* _Exercise task 1_: In the records, substitute "blue watch" for "blue wristwatch" in the lines from the one containing "Where can the blue" up to and including the final line of the records. Give those lines again, leaving everything else unchanged.

* _Source passage_:

Note: Just before midnight on Sunday, Texas Democrats in the Legislature staged a walkout to force the temporary failure of the Republican election bill. Read more.
The Republican-controlled Texas Legislature was racing against the clock on Sunday night to pass a sweeping overhaul of the state’s election laws that would rubber-stamp some of the most rigid voting restrictions in the country, but Democrats were pledging an all-out fight to try to stall the bill and prevent it from passing by a midnight deadline.
Though Republicans control both chambers, Democrats were becoming increasingly bullish on their chances of delaying passage of the bill and preventing it from coming to a floor vote in the House through either legislative maneuvers or a lengthy debate. Earlier on Sunday, after a legislative power play by Republicans that led to an all-night session and hours of impassioned debate and objections from Democrats, the Senate passed the bill.
Republicans in the House professed confidence that the bill would still pass on Sunday. Failure to meet the deadline would represent a setback for G.O.P. lawmakers determined to usher in a raft of new limits to voting, and would force Gov. Greg Abbott, a Republican, to call a special session of the Legislature to pass the bill.
Mr. Abbott, who could call a special session as early as June, has previously stated that an election overhaul was one of his top priorities for this legislative session, and he was widely expected to sign whatever bill Republicans passed.

* _Information provided_:
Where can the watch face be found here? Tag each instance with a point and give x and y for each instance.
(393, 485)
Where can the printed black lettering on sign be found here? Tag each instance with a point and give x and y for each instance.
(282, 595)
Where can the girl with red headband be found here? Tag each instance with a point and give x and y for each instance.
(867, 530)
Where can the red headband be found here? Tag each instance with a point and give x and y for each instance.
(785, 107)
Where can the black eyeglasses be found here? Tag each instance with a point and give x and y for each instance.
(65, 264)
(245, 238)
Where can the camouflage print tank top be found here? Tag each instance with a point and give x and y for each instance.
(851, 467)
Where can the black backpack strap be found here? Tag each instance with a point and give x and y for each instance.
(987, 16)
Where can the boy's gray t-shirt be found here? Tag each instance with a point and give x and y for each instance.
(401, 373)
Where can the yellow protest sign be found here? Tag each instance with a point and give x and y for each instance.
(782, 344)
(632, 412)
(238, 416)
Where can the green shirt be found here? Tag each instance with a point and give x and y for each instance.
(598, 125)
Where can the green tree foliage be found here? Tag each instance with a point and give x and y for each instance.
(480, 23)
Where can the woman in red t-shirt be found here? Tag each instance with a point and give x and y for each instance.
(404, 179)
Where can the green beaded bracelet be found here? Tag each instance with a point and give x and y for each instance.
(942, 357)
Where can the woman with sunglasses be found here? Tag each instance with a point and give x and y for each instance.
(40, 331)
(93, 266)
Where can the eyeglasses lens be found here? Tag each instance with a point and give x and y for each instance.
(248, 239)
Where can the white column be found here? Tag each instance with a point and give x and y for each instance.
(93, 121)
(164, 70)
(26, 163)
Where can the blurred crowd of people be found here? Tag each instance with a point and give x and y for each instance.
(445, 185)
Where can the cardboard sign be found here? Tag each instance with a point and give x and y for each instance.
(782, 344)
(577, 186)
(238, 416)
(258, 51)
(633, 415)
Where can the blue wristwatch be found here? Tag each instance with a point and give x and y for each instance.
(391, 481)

* _Exercise task 2_: Return the part of the article on the Texas election bill from "Republicans in the" up to and including "pass the bill.", copied word for word.

* _Worked solution 1_:
Where can the blue watch be found here? Tag each instance with a point and give x and y for each instance.
(391, 481)

* _Worked solution 2_:
Republicans in the House professed confidence that the bill would still pass on Sunday. Failure to meet the deadline would represent a setback for G.O.P. lawmakers determined to usher in a raft of new limits to voting, and would force Gov. Greg Abbott, a Republican, to call a special session of the Legislature to pass the bill.